• [What you are asked to do]: Arrange the part of the listing that opens with the line containing "as (737, 621)." and runs through the end of the listing as a Markdown table with columns named Row and Entry. Put a running number in Row and each line in Entry, and skip any blank lines.

Object point labels:
-- start --

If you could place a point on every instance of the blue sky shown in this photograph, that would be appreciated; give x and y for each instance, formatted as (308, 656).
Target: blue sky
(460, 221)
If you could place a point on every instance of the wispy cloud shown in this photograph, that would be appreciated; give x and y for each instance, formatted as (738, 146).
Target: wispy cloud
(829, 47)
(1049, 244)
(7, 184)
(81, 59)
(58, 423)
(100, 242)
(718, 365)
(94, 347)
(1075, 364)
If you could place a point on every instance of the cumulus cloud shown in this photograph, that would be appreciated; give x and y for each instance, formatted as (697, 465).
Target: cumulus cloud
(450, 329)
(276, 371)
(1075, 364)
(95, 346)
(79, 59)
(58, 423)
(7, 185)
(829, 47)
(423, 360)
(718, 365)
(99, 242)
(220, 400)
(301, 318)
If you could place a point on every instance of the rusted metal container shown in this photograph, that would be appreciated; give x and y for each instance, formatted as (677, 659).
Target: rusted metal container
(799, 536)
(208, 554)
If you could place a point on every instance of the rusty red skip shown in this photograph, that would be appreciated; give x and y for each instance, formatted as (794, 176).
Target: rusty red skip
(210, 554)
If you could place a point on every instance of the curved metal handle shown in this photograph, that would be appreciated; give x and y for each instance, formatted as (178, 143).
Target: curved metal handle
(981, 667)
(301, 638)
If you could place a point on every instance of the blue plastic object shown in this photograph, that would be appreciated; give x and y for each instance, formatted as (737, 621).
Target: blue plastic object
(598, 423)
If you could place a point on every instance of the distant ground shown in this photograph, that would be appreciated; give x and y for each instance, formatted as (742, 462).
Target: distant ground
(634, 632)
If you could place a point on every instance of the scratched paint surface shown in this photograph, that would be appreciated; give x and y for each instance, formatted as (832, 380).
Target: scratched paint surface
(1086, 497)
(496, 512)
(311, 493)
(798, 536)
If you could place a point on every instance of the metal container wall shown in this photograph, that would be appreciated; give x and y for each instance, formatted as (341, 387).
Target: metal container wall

-- end --

• [Output]:
| Row | Entry |
|---|---|
| 1 | If you could place a point on every instance of the blue plastic object shown in this photograph, that would be appreciated; give x and y for each instance, formatted as (737, 621). |
| 2 | Target: blue plastic object |
| 3 | (598, 423) |
| 4 | If you could place a point on every instance of the distant ground shown in this photograph, that would be appreciated; give x and y for each instance, formatted as (742, 462). |
| 5 | Target: distant ground |
| 6 | (634, 632) |
| 7 | If you could place a point on every instance of the scratched paint surface shown in this photograph, that would be appreciated; give x and y for each instance, formatted as (832, 380). |
| 8 | Target: scratched paint surface |
| 9 | (1086, 497) |
| 10 | (496, 512) |
| 11 | (311, 493) |
| 12 | (798, 536) |
| 13 | If you could place a point on every instance of the metal container wall shown in this photograph, that would be appreciated; give x and y for each instance, formatted as (341, 387). |
| 14 | Target: metal container wall |